Extracted material —
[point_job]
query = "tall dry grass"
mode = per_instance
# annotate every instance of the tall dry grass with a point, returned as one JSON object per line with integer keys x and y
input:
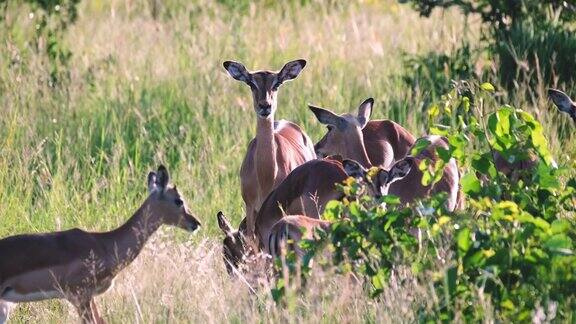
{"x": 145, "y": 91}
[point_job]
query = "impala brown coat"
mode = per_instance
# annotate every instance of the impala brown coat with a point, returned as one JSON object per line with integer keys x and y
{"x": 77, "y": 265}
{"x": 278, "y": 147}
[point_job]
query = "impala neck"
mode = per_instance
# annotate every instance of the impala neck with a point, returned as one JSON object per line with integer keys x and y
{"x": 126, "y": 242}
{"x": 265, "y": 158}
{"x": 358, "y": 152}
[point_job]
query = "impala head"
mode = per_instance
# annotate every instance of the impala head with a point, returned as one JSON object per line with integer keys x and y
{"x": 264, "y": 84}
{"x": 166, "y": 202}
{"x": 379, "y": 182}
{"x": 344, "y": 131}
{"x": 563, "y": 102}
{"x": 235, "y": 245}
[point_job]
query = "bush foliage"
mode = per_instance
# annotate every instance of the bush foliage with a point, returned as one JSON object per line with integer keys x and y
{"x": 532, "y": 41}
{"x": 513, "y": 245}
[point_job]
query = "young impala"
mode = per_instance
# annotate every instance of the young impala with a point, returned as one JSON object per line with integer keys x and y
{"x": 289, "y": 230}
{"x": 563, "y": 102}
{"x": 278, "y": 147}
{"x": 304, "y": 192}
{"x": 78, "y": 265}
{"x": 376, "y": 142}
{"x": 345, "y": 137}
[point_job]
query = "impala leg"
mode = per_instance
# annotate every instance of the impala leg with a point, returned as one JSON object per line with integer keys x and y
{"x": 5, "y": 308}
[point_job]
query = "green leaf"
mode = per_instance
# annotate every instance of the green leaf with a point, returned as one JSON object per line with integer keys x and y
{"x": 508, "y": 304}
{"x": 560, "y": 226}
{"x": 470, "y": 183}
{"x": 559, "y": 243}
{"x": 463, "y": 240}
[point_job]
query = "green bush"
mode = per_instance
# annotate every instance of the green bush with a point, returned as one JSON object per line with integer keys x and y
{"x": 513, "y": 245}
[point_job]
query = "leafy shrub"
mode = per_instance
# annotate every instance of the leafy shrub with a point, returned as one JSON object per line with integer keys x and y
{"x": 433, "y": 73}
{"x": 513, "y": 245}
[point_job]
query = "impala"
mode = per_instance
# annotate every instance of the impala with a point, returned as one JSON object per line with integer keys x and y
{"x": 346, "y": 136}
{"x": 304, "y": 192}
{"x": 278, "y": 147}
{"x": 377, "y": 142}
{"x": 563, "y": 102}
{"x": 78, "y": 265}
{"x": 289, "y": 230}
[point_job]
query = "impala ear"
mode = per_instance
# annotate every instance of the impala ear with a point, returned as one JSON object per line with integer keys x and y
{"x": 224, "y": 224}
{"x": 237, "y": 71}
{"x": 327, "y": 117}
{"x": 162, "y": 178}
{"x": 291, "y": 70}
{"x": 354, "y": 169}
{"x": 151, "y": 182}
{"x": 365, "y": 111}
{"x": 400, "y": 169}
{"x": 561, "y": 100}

Work required — Determine how many lines in the listing above hold "tall". Give the number without any other words.

Output of the exercise — 2